**本文抜粋**
********

薬剤を使用してもなお症状が改善されない場合は、別の治療方法を試していきます。医療機関で実施する、副鼻腔洗浄や手術が選択肢となります。
副鼻腔洗浄
副鼻腔洗浄は、薬物治療を実施してもなお顔面痛が強い場合に選択されます。鼻の中に麻酔を行い、生理食塩水を用いて副鼻腔の中を洗います。鼻の中が清潔になるため、早く症状を治癒させることができます。基本的に耳鼻科などで実施しますが、専用の液を使用するため痛みはほとんどありません。
内視鏡下鼻副鼻腔手術
副鼻腔炎の基本的な治療方法は薬物治療ですが、薬物治療が無効であった場合や、慢性副鼻腔炎で出やすい鼻ポリープ(鼻茸)ができている場合は手術を実施していきます。手術は、内視鏡を用いて鼻ポリープ(鼻茸)を切除したり、副鼻腔にたまった膿を除去します。日帰りでの手術も最近では可能となっており、30分~1時間ほどで手術自体は終了します。
よくある質問

- Q副鼻腔炎の診断はどのようにするのでしょうか?
- A
画像検査や内視鏡検査、血液検査がありますが、主には画像検査で確認していきます。画像検査では、液体が鼻の中にたまっていないかどうかを確認します。MRI検査をすると、鼻の中にある液体が膿か、カビか、腫瘍か、細かい部分まで判別してくれるためほかの疾患との鑑別にも使用できます。

********

**取り組む課題**
a – 副鼻腔炎の治療についての文章によると、内視鏡下鼻副鼻腔手術は、手術自体がどのくらいの時間で終わりますか。
b – 副鼻腔炎の治療についての文章を、最後の文の次から書き継ぎなさい。

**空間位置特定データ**
********

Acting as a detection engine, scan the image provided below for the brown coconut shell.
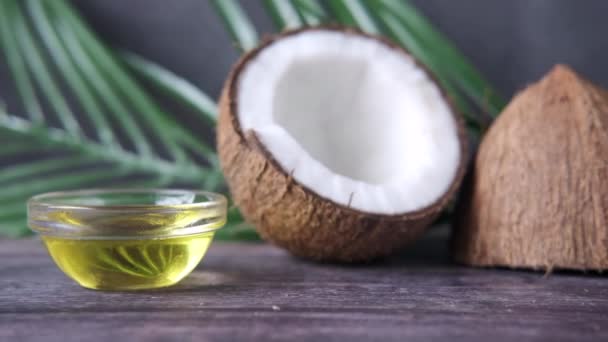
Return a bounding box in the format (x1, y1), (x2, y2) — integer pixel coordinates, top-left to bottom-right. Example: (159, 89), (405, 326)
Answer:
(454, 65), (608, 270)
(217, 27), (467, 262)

********

**課題の解答**
a – 30分~1時間ほどで終了します。

b –
内視鏡検査は、鼻の中を見て膿が出ていないか、ポリープがないかを確認できますが、内視鏡検査のみで診断を確定させることは難しいとされています。
- Q「好酸球性副鼻腔炎」とは何でしょうか?
- A
最近、学会などで話題になっている副鼻腔炎の一種で、好酸球が鼻の中で増加することで発症します。好酸球は、アレルギー性鼻炎や喘息などのアレルギーに関わる白血球であるため、アレルギーを持っている人が罹患しやすい特徴があります。治療抵抗性があり、効果が見込まれる薬剤がステロイドのみとなっています。ただし、ステロイド治療を止めると元に戻ってしまうため、根治の方法については現在も研究が行われています。
- Qアレルギー性鼻炎と副鼻腔炎の症状の違いは何でしょうか?
- A
どちらも鼻の病気で症状では見分けがつきにくい疾患です。しかし、副鼻腔炎は膿が混じった黄色っぽいネバネバとした鼻水が出ますが、アレルギー性鼻炎では透明のサラサラした鼻水が出ます。また、副鼻腔炎では鼻水が喉の方に流れますが、アレルギー性鼻炎ではくしゃみが多くみられるようになります。
- Q副鼻腔炎は市販薬で治せるのでしょうか?
- A
市販薬でも最初の症状はよくなる可能性がありますが、完治できると言い切ることは難しいと考えられています。繰り返し症状が出ていたり、慢性副鼻腔炎と診断を受けた方は市販薬では治らない可能性が高いため、病院や処方薬を使用するのが一番です。
- Q副鼻腔炎を治療せずに放っておくとどうなるのでしょうか?
- A
頭痛持ちになりやすくなるとされています。また、子供の場合は、副鼻腔炎による症状が骨の形成に影響を及ぼし、彫りの浅い顔になるといわれています。嗅覚障害が大人になっても残ってしまったり、視力が低下し視力障害を起こす可能性もありますので、副鼻腔炎のような症状が見られたら我慢しすぎずにすぐに病院を受診することが大切です。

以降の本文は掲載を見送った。